Which lines in the records below contain the string "tail"? Show each such line in full, counting a match only when the case is the same.

Dataset records on where objects are located:
-- START --

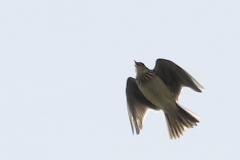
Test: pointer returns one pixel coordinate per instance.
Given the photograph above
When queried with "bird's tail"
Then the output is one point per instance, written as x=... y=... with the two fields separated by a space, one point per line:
x=184 y=119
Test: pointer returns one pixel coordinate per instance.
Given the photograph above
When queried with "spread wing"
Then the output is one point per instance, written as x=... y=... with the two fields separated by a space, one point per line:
x=175 y=77
x=137 y=105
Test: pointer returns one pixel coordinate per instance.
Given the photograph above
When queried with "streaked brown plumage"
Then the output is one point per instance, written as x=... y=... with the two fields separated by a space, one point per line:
x=159 y=89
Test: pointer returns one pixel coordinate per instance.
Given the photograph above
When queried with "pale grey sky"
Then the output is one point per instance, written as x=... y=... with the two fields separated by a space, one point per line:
x=63 y=71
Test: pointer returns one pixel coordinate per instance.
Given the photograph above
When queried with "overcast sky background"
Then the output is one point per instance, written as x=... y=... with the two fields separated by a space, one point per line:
x=63 y=71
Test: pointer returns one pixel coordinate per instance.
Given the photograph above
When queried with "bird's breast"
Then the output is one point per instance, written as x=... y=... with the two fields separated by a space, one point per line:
x=158 y=93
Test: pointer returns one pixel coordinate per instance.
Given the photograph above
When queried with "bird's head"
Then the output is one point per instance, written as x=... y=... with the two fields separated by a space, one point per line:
x=140 y=68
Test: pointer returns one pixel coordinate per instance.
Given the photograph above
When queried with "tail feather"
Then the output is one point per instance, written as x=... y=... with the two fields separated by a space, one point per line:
x=184 y=119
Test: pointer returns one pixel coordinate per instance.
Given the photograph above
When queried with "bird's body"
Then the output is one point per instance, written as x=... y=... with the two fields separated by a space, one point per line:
x=158 y=89
x=160 y=96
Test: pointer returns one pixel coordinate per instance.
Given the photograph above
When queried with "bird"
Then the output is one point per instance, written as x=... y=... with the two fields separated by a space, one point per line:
x=158 y=90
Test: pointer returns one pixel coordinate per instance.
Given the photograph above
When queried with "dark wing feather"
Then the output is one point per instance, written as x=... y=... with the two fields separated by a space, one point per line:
x=175 y=77
x=137 y=105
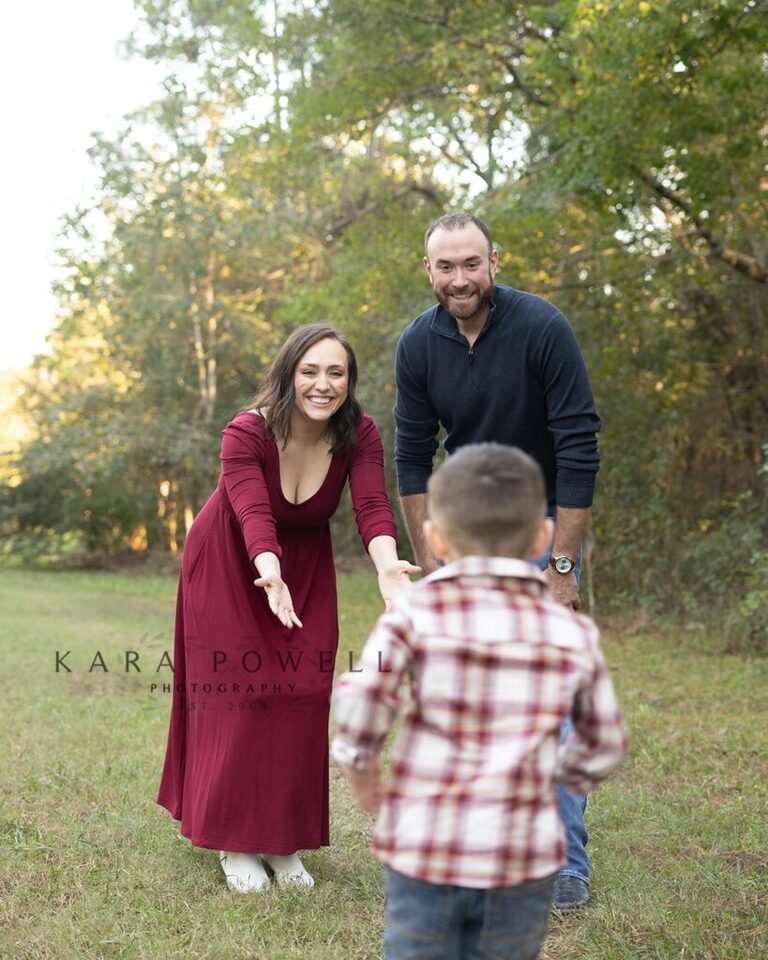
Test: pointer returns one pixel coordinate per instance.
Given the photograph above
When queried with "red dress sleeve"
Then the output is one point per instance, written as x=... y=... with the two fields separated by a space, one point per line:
x=367 y=485
x=243 y=462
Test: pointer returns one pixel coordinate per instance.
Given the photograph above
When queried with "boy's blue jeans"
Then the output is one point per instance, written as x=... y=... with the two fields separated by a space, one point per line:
x=430 y=921
x=572 y=805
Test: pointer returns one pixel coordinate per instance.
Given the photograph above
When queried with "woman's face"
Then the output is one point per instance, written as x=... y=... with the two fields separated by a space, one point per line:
x=321 y=380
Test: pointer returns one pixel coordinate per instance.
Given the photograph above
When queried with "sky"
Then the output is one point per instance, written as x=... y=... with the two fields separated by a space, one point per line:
x=61 y=78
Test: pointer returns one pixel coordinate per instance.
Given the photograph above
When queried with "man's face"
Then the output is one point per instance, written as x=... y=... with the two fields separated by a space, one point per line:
x=461 y=271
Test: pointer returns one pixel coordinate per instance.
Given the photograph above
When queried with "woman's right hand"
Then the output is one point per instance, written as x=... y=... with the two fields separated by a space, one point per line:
x=279 y=598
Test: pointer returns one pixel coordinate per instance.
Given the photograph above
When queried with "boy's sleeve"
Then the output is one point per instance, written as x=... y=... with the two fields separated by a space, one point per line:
x=599 y=741
x=366 y=699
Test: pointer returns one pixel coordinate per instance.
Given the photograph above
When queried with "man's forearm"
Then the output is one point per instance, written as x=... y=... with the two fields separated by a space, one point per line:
x=570 y=526
x=414 y=509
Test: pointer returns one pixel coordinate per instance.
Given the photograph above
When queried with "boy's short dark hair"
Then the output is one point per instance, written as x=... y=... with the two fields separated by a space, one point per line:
x=488 y=500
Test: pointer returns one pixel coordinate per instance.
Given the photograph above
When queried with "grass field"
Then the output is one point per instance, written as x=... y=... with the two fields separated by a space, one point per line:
x=91 y=868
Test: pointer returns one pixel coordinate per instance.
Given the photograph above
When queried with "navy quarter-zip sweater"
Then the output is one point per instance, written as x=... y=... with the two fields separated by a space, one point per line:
x=523 y=383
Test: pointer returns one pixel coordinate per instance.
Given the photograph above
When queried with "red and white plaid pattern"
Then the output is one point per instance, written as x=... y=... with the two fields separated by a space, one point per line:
x=485 y=667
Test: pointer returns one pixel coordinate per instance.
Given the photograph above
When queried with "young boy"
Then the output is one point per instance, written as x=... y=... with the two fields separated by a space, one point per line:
x=485 y=667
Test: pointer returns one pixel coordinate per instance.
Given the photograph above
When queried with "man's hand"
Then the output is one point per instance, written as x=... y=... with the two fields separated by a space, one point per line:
x=564 y=589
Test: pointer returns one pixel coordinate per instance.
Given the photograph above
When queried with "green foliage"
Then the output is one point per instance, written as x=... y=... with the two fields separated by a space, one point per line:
x=287 y=175
x=92 y=869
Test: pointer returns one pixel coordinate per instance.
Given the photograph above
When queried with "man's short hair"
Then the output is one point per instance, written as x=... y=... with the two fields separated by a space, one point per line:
x=488 y=500
x=458 y=221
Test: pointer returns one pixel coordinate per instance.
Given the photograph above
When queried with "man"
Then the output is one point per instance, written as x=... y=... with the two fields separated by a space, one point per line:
x=492 y=364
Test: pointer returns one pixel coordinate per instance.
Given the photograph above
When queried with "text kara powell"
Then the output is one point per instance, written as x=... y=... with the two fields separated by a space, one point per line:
x=251 y=661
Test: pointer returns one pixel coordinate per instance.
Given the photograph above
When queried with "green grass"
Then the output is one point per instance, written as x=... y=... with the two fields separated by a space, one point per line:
x=91 y=868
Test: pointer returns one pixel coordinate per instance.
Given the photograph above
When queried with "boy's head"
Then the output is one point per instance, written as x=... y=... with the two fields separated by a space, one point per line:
x=487 y=500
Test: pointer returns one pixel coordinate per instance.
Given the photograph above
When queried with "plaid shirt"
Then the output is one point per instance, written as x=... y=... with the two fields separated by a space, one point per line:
x=494 y=667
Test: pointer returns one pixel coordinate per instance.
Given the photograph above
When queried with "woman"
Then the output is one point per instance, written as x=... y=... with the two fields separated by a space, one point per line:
x=246 y=768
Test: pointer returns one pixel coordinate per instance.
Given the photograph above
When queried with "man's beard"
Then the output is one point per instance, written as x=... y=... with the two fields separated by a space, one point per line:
x=468 y=307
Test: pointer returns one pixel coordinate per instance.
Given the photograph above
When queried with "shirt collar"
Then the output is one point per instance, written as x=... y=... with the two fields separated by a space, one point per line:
x=491 y=567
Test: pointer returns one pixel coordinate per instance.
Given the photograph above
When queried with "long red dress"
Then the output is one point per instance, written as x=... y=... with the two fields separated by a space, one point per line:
x=246 y=767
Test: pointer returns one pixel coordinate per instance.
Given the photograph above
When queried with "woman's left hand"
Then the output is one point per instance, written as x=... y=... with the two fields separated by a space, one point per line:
x=396 y=577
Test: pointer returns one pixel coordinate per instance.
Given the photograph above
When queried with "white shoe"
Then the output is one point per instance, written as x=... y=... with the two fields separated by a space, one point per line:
x=288 y=871
x=245 y=872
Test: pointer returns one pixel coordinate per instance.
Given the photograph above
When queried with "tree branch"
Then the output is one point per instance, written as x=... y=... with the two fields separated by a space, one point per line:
x=742 y=262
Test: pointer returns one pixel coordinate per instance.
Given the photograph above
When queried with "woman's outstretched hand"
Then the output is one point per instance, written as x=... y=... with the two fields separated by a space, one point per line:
x=395 y=577
x=279 y=598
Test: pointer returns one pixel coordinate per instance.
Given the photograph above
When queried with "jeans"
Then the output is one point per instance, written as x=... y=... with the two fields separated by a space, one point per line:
x=431 y=921
x=572 y=805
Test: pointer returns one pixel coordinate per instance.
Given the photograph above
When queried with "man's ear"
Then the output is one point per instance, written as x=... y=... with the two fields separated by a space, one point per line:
x=543 y=540
x=435 y=540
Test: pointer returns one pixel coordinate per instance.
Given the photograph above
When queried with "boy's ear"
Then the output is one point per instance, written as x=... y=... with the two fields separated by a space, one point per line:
x=435 y=540
x=543 y=539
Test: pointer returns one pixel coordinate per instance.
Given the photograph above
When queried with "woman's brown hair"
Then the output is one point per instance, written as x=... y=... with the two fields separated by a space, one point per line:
x=277 y=396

-- END --

**Final result**:
When queried with "bird's tail"
When queried with "tail feather"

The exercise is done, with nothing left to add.